Я пришёл на квартиру, на другой день пошёл к Воинскому Начальнику. Говорят, там кому-то дают деньги, вещь недурная, не удастся ли получить, но не выгорело. Встречаю знакомых ребят, сидевших вместе в лагерях.
– Вы чего здесь околачиваетесь?
– Так куда же деться, мы рады бежать, так не куда.
– А документы есть у Вас? – спрашиваю.
– Нет.
Направил их в Градеково, рассказав, как нужно обращаться за документами. И ребята через 3 дня возвратились с документами, а с ними приехал и Селянкин.
Начали готовиться в дорогу. Решили на сей раз, имея в карманах документы, пробираться через Хабаровск. Я продал все свои новые вещи, а взамен купил себе старый потрёпанный пиджак и чиненные ботинки, таким образом я сэкономил приличную сумму денег и больше к Насенниковым не заходил, стесняясь показаться им в новом костюме. Не поймут, придётся об"яснять, а этого не хотелось.
Мы пошли на вокзал, там узнали, что через два дня пойдёт Японский поезд на Хабаровск, и будут давать пропуска, решили ждать. Ночевав внутри вокзала в грязи и известке (там в то время белили), мы отделались так, что казалось, теперь ни кто не узнает. Но следующую ночь мы не хотели тут ночевать, а пошли в Зелёный сад в городе. Там побродив, мы направились к театру, сели на скамейку.
Дело было к вечеру, рядом на скамейке сидели два молодых человека в студенческой форме. Один из них вынимает из кармана чёрную корку хлеба и жуёт. Прислушиваюсь что говорят и слышу:
– Ну как, Сергей, где мы будем, сегодня ночевать?
Другой отвечает:
– В Зелёном саду, ведь там хорошо, развалишся на скамейки и хорошо.
Я удивился, что такие хорошо одетые, молодые, красивые люди не имеют постоянной и настоящей квартиры, и от сознания, что мы не одни бродяжим, мне стало легче, и как будто больше стало сил для борьбы со всевозможными лишениями.

СОХРАНЁННЫЕ ДАННЫЕ =>
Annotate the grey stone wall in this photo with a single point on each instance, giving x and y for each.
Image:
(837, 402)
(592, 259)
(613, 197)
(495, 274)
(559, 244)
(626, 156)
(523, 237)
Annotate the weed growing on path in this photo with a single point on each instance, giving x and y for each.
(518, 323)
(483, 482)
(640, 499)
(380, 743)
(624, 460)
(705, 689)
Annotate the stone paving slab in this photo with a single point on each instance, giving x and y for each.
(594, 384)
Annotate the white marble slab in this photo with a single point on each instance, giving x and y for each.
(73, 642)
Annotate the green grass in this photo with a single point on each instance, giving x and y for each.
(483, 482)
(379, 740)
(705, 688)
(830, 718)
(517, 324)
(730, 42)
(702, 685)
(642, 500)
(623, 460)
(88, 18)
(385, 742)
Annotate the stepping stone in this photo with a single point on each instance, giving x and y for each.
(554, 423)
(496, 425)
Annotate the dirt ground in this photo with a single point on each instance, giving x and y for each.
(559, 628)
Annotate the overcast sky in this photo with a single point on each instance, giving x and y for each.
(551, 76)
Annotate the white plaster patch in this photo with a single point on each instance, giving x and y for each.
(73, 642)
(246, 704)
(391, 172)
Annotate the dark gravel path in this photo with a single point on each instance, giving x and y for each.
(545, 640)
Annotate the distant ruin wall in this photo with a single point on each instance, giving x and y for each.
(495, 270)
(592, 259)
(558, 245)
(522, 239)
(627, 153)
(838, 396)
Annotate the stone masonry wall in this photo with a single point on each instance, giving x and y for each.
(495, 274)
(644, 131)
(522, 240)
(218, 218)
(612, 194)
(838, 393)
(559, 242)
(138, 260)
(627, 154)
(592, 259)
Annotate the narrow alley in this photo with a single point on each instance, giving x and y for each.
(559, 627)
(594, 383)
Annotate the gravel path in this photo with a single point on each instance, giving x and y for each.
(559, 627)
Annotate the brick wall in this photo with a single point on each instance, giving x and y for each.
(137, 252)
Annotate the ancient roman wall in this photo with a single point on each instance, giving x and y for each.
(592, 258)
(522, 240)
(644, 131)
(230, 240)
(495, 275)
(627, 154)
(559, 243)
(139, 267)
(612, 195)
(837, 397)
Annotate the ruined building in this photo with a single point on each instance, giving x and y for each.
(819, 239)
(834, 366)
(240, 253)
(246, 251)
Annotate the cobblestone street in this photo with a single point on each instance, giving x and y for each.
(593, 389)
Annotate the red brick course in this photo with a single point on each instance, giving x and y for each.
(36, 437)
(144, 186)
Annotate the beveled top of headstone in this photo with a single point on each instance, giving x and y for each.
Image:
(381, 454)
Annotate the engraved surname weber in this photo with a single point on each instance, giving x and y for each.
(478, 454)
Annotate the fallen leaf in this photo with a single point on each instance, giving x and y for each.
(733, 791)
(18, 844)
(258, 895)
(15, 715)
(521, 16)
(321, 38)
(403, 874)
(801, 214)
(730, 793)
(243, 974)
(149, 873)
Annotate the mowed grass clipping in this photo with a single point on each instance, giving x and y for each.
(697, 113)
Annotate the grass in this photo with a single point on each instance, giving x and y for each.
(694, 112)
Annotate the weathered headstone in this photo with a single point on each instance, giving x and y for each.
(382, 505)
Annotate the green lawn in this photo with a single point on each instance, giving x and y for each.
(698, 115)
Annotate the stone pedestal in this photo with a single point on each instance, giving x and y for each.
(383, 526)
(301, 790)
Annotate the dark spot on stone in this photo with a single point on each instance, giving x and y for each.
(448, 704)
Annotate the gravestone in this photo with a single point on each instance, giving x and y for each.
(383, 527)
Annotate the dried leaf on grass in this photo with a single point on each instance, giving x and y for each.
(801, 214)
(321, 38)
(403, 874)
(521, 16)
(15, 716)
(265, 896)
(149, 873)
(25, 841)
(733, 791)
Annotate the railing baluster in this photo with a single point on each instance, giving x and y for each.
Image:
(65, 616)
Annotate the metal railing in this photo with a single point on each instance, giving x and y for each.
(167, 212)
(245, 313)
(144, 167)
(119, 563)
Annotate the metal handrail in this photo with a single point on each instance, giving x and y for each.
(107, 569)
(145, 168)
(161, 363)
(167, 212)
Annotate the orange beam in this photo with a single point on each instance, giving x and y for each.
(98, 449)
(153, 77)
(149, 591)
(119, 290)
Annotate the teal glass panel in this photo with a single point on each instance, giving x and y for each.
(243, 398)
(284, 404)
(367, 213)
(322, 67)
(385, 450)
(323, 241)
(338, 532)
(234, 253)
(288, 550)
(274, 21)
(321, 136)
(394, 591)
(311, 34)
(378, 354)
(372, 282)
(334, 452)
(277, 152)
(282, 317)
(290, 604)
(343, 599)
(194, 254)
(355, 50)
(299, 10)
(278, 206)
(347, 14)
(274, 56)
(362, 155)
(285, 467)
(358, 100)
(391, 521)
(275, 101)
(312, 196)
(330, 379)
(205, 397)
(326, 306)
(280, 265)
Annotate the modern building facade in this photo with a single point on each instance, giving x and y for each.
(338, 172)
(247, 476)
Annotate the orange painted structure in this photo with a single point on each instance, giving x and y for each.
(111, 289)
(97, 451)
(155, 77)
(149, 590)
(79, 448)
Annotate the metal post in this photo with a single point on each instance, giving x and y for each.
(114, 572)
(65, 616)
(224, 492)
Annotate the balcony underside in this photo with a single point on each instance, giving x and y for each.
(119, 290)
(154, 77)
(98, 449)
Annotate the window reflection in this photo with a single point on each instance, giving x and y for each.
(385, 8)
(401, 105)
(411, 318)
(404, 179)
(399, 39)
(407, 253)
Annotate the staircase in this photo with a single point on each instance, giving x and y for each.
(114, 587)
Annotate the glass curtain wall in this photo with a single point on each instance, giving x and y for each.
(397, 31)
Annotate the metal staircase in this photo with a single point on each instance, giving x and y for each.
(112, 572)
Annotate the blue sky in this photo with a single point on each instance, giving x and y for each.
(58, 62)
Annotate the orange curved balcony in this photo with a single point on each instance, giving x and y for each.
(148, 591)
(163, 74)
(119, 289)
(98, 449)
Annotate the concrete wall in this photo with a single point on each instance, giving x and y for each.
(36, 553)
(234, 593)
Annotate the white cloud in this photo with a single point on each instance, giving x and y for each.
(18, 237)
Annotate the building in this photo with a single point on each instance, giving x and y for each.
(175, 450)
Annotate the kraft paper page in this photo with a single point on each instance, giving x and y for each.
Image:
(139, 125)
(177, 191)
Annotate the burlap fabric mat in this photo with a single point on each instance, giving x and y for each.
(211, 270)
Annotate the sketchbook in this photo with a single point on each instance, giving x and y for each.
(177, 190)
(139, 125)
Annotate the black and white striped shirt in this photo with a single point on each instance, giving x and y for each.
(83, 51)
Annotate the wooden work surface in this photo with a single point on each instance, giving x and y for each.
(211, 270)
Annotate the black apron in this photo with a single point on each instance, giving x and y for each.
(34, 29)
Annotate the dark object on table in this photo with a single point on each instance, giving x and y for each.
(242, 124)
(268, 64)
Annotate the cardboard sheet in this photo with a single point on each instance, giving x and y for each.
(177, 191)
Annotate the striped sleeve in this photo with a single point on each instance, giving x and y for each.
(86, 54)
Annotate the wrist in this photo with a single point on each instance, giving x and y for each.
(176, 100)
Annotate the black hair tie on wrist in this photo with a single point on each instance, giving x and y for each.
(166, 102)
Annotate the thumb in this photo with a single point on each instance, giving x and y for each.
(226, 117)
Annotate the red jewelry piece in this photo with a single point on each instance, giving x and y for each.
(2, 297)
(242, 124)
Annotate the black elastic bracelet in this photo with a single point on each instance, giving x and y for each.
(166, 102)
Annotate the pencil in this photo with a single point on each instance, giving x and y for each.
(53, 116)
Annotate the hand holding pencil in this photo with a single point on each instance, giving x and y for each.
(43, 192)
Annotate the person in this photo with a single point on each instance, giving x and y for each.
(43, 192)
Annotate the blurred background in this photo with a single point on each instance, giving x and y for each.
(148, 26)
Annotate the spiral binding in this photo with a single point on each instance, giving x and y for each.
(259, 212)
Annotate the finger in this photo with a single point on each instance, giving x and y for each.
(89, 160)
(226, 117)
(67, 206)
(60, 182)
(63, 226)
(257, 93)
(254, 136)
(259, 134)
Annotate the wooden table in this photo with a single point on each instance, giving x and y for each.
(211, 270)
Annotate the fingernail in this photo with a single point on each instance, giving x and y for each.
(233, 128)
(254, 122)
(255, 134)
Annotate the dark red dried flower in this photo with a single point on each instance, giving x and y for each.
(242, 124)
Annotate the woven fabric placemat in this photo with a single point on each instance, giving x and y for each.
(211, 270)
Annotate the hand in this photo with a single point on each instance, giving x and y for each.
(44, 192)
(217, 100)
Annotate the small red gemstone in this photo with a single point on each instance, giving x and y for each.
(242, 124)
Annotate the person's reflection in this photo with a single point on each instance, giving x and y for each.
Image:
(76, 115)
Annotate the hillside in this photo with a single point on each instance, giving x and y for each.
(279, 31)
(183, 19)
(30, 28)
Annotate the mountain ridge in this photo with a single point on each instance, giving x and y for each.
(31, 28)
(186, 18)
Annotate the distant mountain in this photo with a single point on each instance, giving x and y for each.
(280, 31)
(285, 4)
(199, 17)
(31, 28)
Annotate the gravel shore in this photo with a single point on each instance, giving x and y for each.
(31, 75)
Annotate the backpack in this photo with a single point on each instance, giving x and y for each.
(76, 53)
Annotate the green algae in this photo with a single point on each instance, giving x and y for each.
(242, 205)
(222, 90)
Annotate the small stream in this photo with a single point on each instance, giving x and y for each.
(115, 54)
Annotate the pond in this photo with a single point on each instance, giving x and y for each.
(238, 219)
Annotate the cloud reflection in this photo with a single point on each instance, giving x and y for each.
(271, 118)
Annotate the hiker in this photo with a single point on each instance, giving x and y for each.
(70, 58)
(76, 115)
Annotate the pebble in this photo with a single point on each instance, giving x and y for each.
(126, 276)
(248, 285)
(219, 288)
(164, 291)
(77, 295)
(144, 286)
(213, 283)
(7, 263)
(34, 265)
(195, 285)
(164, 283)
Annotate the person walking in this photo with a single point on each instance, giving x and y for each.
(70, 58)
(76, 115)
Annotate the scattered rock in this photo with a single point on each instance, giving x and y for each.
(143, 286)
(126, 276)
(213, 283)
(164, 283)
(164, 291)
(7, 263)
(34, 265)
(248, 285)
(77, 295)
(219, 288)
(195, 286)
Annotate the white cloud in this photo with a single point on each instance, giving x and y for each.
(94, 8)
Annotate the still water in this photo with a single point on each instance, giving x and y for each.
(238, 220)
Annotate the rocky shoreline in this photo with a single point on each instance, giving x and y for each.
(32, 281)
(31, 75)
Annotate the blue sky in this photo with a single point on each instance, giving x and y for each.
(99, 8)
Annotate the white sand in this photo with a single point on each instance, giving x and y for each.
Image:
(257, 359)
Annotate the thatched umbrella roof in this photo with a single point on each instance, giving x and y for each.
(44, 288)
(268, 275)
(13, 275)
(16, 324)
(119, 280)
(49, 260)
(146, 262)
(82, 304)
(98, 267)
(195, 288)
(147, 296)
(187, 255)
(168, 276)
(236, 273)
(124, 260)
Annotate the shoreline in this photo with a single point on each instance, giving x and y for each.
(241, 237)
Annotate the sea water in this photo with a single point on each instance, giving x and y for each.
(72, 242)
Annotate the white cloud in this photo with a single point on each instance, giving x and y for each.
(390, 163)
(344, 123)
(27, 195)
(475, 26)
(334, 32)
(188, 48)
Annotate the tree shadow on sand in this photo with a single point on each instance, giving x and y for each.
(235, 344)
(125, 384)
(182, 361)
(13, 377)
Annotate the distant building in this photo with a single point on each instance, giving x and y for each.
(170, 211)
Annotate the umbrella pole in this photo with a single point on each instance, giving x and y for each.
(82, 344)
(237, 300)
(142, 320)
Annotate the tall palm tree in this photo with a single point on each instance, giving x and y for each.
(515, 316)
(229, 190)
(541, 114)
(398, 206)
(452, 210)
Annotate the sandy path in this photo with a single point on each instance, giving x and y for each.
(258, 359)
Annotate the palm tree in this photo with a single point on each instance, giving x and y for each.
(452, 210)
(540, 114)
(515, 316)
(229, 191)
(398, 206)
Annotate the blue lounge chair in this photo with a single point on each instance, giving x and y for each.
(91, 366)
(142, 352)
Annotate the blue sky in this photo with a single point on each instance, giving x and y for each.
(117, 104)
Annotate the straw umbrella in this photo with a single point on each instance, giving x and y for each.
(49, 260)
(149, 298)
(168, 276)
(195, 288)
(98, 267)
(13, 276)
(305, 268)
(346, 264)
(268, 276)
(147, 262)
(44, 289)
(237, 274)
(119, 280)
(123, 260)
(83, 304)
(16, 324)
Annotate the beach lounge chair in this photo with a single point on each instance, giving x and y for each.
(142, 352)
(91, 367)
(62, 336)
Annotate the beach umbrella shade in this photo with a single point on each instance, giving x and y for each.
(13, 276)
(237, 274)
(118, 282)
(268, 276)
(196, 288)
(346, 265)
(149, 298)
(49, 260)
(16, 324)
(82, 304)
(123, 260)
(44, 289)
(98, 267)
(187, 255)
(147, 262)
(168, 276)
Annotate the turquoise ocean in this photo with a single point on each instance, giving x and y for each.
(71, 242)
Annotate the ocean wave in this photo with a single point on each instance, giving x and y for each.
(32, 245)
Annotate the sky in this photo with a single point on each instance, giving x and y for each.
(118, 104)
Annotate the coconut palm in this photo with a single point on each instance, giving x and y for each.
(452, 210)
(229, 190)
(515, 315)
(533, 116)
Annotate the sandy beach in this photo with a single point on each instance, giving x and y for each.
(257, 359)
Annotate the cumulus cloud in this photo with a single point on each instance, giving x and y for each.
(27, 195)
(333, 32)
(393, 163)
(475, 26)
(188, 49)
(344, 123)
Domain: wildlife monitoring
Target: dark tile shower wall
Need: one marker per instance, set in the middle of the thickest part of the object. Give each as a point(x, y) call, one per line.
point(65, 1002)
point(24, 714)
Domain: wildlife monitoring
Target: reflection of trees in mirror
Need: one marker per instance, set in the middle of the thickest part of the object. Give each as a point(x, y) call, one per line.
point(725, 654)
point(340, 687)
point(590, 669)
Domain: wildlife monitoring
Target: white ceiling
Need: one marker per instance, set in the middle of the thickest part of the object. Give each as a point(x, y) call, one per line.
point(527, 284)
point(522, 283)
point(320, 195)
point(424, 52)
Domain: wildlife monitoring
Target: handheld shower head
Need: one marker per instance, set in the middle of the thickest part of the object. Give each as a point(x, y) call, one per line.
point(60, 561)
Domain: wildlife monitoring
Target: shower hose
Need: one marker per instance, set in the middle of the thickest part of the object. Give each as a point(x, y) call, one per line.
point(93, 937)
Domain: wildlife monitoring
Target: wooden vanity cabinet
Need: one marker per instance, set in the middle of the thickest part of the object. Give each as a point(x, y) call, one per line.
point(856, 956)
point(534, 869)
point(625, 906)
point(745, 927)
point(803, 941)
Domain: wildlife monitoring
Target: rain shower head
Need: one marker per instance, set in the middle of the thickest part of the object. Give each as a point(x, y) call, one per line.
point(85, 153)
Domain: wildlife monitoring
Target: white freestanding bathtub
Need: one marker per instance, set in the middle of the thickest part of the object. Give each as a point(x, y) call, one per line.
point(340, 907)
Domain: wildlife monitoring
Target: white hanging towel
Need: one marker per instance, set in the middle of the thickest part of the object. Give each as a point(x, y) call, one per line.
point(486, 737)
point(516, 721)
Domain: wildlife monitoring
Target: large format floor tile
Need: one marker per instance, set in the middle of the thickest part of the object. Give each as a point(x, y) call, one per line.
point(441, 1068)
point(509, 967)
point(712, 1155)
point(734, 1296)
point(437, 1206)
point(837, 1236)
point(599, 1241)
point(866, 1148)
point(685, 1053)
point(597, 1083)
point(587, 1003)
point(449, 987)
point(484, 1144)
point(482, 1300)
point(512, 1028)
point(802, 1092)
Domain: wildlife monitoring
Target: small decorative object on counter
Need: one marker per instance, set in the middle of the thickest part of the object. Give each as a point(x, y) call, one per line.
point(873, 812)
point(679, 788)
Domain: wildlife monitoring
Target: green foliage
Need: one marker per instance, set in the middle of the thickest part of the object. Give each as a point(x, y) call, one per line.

ЧТО СДЕЛАТЬ =>
1. Ответьте по показанному отрывку на вопросы:
(a) Куда рассказчик направил знакомых ребят за документами?
(b) Через сколько дней, по сведениям на вокзале, должен был пойти японский поезд на Хабаровск?
(c) Что достал из кармана один из молодых людей в студенческой форме?
2. Укажите для каждого утверждения, согласуется ли оно с показанным отрывком, и приведите подтверждающие слова из текста дословно:
(a) Рассказчику удалось получить деньги у Воинского Начальника.
(b) Ребята вернулись с документами через три дня.
(c) Продав новые вещи, рассказчик купил себе новый костюм.
3. Перепишите из показанного отрывка без изменений фрагмент от «Дело было к» до «будем, сегодня ночевать?».
Записи представляют собой отдельный материал, не связанный с отрывком.

РЕШЕНИЯ ЗАДАНИЙ =>
1.
(a) В Градеково.
(b) Через два дня.
(c) Чёрную корку хлеба.

2.
(a) Нет: «но не выгорело».
(b) Да: «И ребята через 3 дня возвратились с документами».
(c) Нет: «а взамен купил себе старый потрёпанный пиджак и чиненные ботинки».

3.
Дело было к вечеру, рядом на скамейке сидели два молодых человека в студенческой форме. Один из них вынимает из кармана чёрную корку хлеба и жуёт. Прислушиваюсь что говорят и слышу:
– Ну как, Сергей, где мы будем, сегодня ночевать?